** BEGIN **
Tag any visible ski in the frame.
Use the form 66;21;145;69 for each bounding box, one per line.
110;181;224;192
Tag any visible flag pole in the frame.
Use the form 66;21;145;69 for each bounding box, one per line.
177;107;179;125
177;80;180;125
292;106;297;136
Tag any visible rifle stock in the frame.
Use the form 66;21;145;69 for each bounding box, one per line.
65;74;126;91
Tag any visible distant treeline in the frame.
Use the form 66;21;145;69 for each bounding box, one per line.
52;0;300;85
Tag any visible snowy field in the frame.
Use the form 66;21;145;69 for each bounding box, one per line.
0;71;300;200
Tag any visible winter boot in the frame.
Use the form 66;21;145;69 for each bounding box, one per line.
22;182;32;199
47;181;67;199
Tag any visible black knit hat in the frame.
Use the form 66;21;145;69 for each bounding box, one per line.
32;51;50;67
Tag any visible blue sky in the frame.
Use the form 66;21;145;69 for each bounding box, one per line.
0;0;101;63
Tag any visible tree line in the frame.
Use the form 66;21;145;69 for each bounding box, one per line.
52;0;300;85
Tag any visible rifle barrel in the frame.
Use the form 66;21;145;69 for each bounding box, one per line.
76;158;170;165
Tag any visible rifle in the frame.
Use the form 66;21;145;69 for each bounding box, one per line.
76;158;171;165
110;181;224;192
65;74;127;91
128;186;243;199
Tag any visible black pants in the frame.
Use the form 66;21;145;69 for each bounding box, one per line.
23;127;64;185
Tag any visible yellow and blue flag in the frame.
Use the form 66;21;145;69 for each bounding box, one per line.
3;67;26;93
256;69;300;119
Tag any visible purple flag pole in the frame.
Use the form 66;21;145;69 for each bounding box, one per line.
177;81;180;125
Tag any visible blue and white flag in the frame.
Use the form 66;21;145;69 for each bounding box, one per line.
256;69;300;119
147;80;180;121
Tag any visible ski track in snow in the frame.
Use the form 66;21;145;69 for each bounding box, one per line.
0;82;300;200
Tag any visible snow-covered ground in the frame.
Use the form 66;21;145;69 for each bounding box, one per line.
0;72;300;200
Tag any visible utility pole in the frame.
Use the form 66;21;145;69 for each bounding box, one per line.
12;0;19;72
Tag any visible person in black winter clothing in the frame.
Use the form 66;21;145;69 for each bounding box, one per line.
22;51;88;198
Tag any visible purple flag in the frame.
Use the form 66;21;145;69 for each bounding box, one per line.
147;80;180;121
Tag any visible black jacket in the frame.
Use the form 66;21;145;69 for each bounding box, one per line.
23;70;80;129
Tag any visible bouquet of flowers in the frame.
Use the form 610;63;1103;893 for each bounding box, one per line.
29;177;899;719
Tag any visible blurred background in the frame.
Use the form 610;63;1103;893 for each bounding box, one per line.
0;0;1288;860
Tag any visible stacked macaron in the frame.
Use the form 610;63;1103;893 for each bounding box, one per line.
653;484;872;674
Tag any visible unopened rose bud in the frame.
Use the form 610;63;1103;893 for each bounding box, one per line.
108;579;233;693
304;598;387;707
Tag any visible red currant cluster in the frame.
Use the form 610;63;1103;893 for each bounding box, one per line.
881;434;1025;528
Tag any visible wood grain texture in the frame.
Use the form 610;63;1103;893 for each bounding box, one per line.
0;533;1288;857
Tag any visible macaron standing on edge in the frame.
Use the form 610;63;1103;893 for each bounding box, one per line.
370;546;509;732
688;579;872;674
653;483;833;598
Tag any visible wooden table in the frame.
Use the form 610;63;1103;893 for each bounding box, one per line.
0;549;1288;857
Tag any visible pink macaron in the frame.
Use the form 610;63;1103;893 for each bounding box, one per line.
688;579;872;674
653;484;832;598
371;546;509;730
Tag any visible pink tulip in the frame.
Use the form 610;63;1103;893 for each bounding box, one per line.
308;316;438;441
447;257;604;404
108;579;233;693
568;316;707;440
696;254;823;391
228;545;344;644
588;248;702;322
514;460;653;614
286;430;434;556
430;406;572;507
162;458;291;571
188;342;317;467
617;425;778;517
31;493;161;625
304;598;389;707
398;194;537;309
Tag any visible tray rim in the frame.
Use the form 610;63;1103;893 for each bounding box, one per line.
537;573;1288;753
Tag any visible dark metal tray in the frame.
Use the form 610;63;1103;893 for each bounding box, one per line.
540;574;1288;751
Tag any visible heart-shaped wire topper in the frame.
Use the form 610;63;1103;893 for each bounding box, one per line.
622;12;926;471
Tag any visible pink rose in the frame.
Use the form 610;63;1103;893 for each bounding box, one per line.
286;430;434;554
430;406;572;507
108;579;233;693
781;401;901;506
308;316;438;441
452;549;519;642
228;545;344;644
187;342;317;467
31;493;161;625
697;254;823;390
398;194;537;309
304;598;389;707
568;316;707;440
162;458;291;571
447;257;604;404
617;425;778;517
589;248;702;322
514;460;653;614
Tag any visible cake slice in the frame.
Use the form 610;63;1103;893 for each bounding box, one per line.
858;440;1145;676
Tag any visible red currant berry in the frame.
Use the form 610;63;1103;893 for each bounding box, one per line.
** END **
Reproduce all of the entries above word for word, without changing anything.

→ Solved exercise:
Tag any visible ski in the frame.
Use the form 66;21;145;69 for each bounding box, one per line.
110;181;224;192
Tag any visible flag pole in the frame.
Use the form 66;21;145;69 for each bounding box, one per line.
177;107;179;125
177;80;180;125
292;106;297;136
Tag any visible rifle stock in the frame.
Use the form 66;21;145;69 for each bounding box, one per line.
65;74;126;91
Tag any visible distant treeline in the frame.
Use the form 66;21;145;69 for each bounding box, one per line.
52;0;300;85
Tag any visible snowy field in the frame.
Use the form 66;21;145;69 for each bounding box, one per line.
0;71;300;200
Tag any visible winter boot in the frame.
Use the form 66;21;145;69 for each bounding box, one per line.
22;182;32;199
47;181;67;199
Tag any visible black knit hat in the frame.
Use the form 66;21;145;69 for each bounding box, one per line.
32;51;50;67
Tag any visible blue sky in the frame.
Use the form 66;21;145;69 for each bounding box, one per line.
0;0;101;63
Tag any visible tree line in the frame.
Use the form 66;21;145;69 for each bounding box, one per line.
52;0;300;85
Tag any visible rifle barrel in the frame.
Use the form 66;21;145;69 for each bounding box, one per line.
76;158;170;165
Tag any visible rifle in the frame.
Use the form 66;21;145;69 for each bounding box, one per line.
76;158;171;165
110;181;224;192
65;74;127;91
128;186;243;199
Tag any visible black pants in the frame.
Use the form 66;21;145;69 for each bounding box, one per line.
23;127;64;185
Tag any visible yellow and blue flag in the frame.
Use the form 66;21;145;69 for each bounding box, one per line.
3;67;26;93
256;69;300;119
Tag any visible purple flag pole in the frame.
Use the form 66;21;145;69 for each bounding box, one per line.
177;81;180;125
Tag any visible blue and white flag in the frame.
Use the form 66;21;145;69 for each bounding box, one per line.
256;69;300;119
147;80;180;121
Tag any visible ski track in snow in the frame.
Use the form 66;21;145;69 for each bounding box, one per line.
0;82;300;200
Tag any visible snow-covered ground in the frame.
Use the form 66;21;145;69 for each bounding box, one per line.
0;72;300;200
Tag any visible utility pole in the frame.
Use the form 66;21;145;69 for each bounding box, one per line.
12;0;19;72
Tag any visible person in black winter clothing in the frame.
Use the form 66;21;145;69 for each bounding box, one per line.
22;51;88;198
Tag any visible purple flag in the frame.
Use the form 66;21;145;69 for each bounding box, one per line.
147;80;180;121
Tag any visible black jacket in the frame.
Use the form 66;21;145;69 for each bounding box, one per line.
23;70;80;129
Tag any visible bouquet of flowers in the frame.
Use the form 610;63;1103;893 for each bounding box, one per line.
29;177;899;719
Tag any visible blurred background in the frame.
Use the form 610;63;1103;893 for each bounding box, one per line.
0;0;1288;860
Tag any visible stacked macaron in the frame.
Use the form 610;63;1103;893 for each bounding box, one per line.
653;484;872;674
Tag any visible unopened rose bud in the frame.
Use the form 610;63;1103;893 for each bounding box, one per line.
108;579;233;693
304;598;387;707
Tag any visible red currant cluster in the frame.
Use the form 610;63;1103;893 for each bounding box, one per line.
881;434;1025;528
Tag any visible wood grain texture in the frame.
Use the form 610;63;1103;893 for each bounding box, one per line.
0;533;1288;857
Tag any visible macaron standing on edge in the frame.
Use the form 610;63;1103;893 for each bounding box, one per line.
370;546;509;732
688;579;872;674
653;483;833;598
Tag any visible wooden table in the frame.
Use the form 610;63;1103;893 for each bounding box, one per line.
0;549;1288;857
Tag any visible pink macaron in the frame.
Use the form 610;63;1103;893 for each bounding box, one per line.
688;579;872;674
653;484;832;598
371;546;509;730
Tag any visible pink tulip in the frame.
Use the form 610;63;1103;893 for each bounding box, one per line.
308;316;438;441
447;257;604;404
108;579;233;693
568;316;707;440
696;254;823;391
228;545;344;644
588;248;702;322
514;460;653;614
286;430;434;556
430;406;572;507
162;458;291;571
188;342;317;467
617;425;778;517
31;493;161;625
304;598;389;707
398;194;537;309
Tag any visible tray rim in the frame.
Use the form 610;63;1103;893 for each bounding box, one per line.
537;573;1288;753
Tag any visible dark metal tray in the frame.
Use the form 610;63;1103;893 for each bounding box, one per line.
540;574;1288;751
Tag any visible heart-shaped wire topper in the frame.
Use the form 610;63;1103;893 for each bounding box, one per line.
622;12;926;471
Tag any visible pink rose in the frame.
Use the form 610;63;1103;893 for each bounding box, one per line.
286;430;434;554
430;406;572;507
108;579;233;693
781;401;901;506
308;316;438;441
452;549;519;642
228;545;344;644
187;342;317;467
31;493;161;625
697;254;823;390
398;194;537;309
304;598;389;707
568;316;707;440
162;458;291;571
447;257;604;404
617;425;778;517
589;248;702;322
514;460;653;614
Tag any visible cake slice in the frame.
Use the form 610;63;1103;893 for each bounding box, one per line.
858;440;1145;676
Tag any visible red currant berry in the frame.
Use the form 610;63;1103;893 for each bounding box, one per line.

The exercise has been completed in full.